Aim:
Extract verbatim every line of the data from the line containing "For every instance of the knee" through the final line of the data, including both.

**** Excerpted records ****

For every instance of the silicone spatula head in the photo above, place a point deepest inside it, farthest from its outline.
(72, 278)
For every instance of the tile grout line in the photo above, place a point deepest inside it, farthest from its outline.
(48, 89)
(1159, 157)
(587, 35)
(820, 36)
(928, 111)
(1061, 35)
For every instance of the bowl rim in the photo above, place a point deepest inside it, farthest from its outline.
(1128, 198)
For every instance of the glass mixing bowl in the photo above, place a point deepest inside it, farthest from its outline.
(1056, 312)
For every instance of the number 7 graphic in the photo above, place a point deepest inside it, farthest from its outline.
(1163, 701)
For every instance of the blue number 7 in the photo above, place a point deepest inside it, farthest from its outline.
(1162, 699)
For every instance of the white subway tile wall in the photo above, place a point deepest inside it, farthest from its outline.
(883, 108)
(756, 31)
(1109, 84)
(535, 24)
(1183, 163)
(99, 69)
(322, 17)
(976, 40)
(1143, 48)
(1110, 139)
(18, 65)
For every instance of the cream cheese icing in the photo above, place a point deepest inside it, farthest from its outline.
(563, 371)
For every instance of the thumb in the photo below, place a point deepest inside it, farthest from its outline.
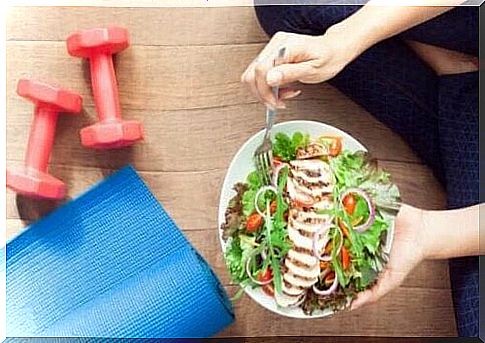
(287, 73)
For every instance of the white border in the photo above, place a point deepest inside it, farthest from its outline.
(232, 3)
(3, 158)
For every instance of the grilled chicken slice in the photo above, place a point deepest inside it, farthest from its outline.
(291, 290)
(311, 177)
(285, 300)
(302, 258)
(312, 150)
(299, 281)
(308, 186)
(305, 242)
(303, 271)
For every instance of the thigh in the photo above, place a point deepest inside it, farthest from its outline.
(459, 144)
(392, 83)
(455, 30)
(310, 20)
(388, 80)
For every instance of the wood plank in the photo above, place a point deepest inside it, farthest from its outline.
(405, 312)
(196, 139)
(154, 26)
(429, 274)
(192, 197)
(151, 78)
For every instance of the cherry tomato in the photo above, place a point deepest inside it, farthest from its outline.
(335, 144)
(265, 276)
(329, 279)
(268, 289)
(253, 222)
(344, 229)
(272, 207)
(349, 203)
(324, 265)
(277, 161)
(345, 258)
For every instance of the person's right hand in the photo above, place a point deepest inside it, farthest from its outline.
(307, 59)
(408, 250)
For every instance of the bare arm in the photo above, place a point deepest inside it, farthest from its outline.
(452, 233)
(314, 59)
(379, 20)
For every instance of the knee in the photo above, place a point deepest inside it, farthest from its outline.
(271, 18)
(304, 19)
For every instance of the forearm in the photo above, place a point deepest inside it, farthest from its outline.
(452, 233)
(376, 22)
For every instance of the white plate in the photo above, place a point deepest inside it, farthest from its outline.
(242, 164)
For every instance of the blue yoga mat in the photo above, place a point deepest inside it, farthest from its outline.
(111, 263)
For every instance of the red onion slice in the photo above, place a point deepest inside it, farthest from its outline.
(329, 291)
(251, 277)
(368, 200)
(316, 236)
(258, 194)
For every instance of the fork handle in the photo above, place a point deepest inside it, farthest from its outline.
(270, 113)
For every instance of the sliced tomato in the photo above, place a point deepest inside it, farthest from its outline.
(253, 222)
(264, 277)
(349, 203)
(345, 258)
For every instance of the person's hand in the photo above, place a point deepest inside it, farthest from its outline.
(407, 252)
(307, 59)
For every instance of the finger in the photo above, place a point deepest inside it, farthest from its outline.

****

Task result:
For every instance of the knee in the photo above, place a point deepest inside it, farthest from its outline.
(271, 18)
(304, 19)
For every instance of the forearm in the photo above, place a point deepest inside it, farthest from its outline.
(452, 233)
(376, 22)
For every instance of the white plate in the photo above, place a point deepest inside it, farthest from its outline.
(242, 164)
For every instance of the blue yoga mat in the photo above, place a point deepest inside it, farthest from its outline.
(111, 263)
For every instance of the red onion slice in the photo above, place a point deepest inside it, farthest from its outline.
(329, 291)
(251, 277)
(368, 200)
(316, 236)
(258, 194)
For every instance of the fork handle in the photo above, place a point deepest inside it, farthest from its outline.
(270, 113)
For every instance of the sliced tomato in the photo above, place a point deepest inside it, farthest from its outline.
(253, 222)
(264, 277)
(349, 203)
(345, 258)
For every instance of the person's hand in the photo above, place a point deepest inside it, farthest from its outline.
(407, 252)
(307, 59)
For every instance of the finger in the photo above, place a point deepest inside it, farthest from its outline.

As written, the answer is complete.